> **SELECTED EXTRACT**
#####
These two little sweet things were on a shelf together:
I found it odd that the small bowl had a gilded pattern on the outside and inside was a fancy flower decal. Someone’s kitchen wares had been disposed of or downsized, and there were lots of pretty glass serving pieces and some nice pieces of china on the shelves. We didn’t buy any because we have rescued so many orphans that it takes something amazingly special to make the cut any more.
We saw these two vases and were surprised that they made it to the shelves intact:
When looking for the inevitable Japan mark on the bottom, we discovered something surprising—they aren’t vases! We’ve wracked our brains, but can’t come up with a reason for those holes in the bottoms. They can’t be lamps since there isn’t a second hole for cords to come through. Does anyone know what they are, or have a theory? I guess they could be some strange kind of vase with a plug stopping the hole, but the potential for disaster seems way too high.
[We have gotten an information about the “vases” since publishing this post: Vivianne says, “The vases did not require another hole for the cord because they most likely would have been affixed to a footed wooden stand. The cord would be passed through a hole in the stand then passed between the feet.
There is a tutorial showing the process athttp://betweennapsontheporch.net/make-a-lamp-from-a-beautiful-vase-or-figurine/ Thanks Vivianne!]
This Japanese wooden hamburger press caught our collective eye:
Don’t they usually have roosters, or chubby Italian-looking chefs decorating them? This seems more honest, but I can’t ever recall seeing a cow on one. A friend describes her mother making paper-thin burgers with a hamburger press; I don’t think that my mom ever had one.
I guess it’s time for a guilty confession:
I have made a few fabric covered photo albums in my day, although in my defense, not a one had as much fru-fru as these VHS tape covers have. I look at these covers now and just want to say, “Gak!!”. But, in the 1980s, it was very fashionable to slap a fabric cover on lots of things; we know better now. I’m very grateful that I haven’t seen one of these things in real life.
Now here is something that I wish I hadn’t seen in real life:
Poor Kira, Barbie’s friend, has been ridden hard and put away wet, as the saying goes. She really is a pretty doll, although you would never know from this particular sample. Kira is supposed to be Asian; I’m not sure what Crocheting Grandma was going for here. The dress is just plain ugly—that many ruffles should be a real crime, not just a fashion one.
This is the strangest dinosaur statue we’ve ever seen:
What in the wide world of sports is it doing? I have two theories: 1) it’s begging like a dog for some tasty treats (some triceratots and stegasoda?) or 2) it’s praying that the big asteroid heading towards Earth misses. I imagine that T. rexes were embarrassed by their small arms and hands, but that pose is beyond weird.
#####
> **RECORDS**
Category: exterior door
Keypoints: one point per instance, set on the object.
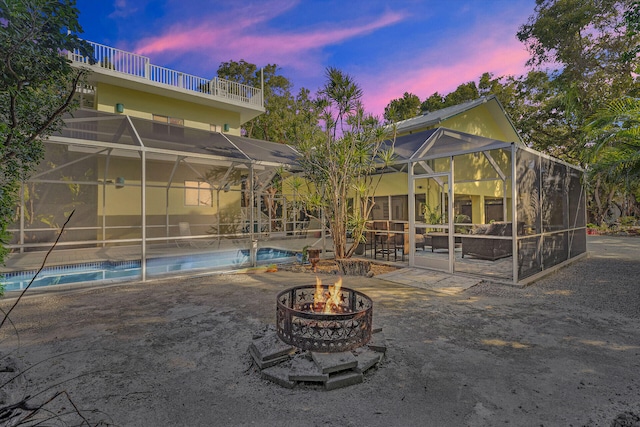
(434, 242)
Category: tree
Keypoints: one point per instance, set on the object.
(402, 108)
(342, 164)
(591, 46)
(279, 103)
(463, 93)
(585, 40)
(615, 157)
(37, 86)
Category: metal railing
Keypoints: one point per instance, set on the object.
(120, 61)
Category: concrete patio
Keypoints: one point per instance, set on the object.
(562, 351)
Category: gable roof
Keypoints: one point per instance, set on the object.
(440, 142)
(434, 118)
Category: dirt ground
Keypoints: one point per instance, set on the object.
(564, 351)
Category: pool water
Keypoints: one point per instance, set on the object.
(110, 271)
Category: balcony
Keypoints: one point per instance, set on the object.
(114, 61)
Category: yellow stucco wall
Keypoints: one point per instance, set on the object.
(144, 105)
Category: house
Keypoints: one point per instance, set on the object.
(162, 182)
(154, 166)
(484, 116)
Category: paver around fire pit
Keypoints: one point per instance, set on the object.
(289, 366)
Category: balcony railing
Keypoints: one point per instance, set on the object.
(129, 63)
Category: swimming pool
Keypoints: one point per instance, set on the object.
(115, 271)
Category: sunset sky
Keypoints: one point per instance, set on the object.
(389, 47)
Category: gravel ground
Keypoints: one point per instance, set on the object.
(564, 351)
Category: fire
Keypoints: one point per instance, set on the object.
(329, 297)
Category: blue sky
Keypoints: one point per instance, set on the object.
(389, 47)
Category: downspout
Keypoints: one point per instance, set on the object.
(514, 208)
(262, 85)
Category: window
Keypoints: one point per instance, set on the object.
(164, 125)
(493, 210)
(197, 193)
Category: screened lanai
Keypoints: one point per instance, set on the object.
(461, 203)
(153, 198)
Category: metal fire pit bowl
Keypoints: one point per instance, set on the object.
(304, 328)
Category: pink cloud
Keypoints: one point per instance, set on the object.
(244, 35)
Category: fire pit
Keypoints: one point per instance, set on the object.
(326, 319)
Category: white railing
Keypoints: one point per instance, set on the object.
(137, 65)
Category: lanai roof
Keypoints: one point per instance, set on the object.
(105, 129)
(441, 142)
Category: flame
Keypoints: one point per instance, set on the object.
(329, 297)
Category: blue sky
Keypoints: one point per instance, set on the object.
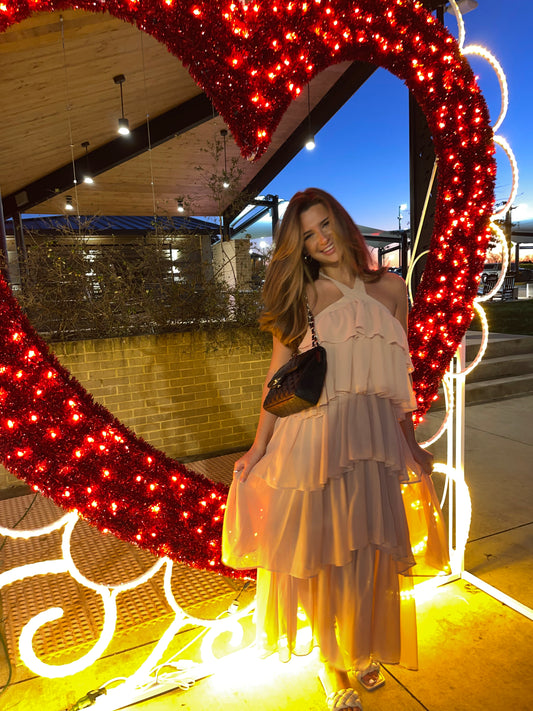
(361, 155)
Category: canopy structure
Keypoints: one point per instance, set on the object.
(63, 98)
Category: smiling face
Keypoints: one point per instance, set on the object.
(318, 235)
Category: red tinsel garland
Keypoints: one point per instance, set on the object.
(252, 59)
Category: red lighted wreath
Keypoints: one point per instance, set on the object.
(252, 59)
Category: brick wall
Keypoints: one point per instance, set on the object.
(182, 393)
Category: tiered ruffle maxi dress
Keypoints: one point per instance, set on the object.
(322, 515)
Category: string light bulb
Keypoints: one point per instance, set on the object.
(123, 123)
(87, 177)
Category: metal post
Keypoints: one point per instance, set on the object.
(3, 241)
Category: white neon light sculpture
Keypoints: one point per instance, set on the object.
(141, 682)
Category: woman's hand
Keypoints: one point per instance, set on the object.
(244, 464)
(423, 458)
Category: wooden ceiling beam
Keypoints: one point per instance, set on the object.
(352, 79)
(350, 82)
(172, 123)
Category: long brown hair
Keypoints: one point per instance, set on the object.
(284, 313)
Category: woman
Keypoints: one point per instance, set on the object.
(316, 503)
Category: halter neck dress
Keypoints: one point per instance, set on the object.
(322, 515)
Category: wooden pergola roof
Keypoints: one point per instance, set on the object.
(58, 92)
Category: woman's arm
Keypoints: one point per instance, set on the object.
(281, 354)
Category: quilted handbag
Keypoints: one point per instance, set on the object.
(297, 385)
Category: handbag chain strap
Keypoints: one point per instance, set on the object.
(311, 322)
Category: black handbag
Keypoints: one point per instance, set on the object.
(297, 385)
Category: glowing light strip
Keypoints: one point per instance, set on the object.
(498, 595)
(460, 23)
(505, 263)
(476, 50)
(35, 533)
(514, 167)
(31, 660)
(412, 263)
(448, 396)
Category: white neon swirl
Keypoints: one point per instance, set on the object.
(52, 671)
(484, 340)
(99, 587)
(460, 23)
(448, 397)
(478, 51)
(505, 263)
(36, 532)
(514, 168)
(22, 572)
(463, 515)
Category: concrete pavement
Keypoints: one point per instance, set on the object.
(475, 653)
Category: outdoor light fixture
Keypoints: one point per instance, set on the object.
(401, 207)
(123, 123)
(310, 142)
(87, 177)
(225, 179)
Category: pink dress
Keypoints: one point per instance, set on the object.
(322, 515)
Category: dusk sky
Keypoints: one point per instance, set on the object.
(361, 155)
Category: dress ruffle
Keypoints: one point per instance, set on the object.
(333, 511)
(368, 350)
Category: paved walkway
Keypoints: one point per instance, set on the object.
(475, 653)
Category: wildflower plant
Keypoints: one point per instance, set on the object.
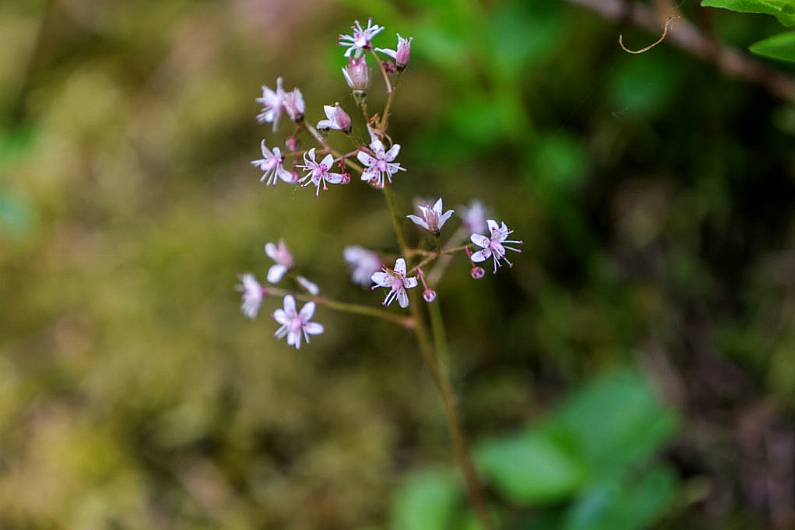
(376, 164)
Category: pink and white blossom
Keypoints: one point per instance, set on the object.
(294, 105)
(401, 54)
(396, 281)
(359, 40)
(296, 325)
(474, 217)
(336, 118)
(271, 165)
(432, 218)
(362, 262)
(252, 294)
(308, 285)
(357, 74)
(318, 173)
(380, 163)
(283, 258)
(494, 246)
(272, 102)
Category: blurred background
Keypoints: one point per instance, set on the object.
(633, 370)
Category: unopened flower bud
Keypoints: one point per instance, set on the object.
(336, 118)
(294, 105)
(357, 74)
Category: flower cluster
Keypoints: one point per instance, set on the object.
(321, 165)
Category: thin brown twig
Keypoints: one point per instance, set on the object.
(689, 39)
#####
> **REQUEST**
In the post above, what does Vivianne say the "vases" would most likely have been affixed to?

> **THE RESPONSE**
A footed wooden stand.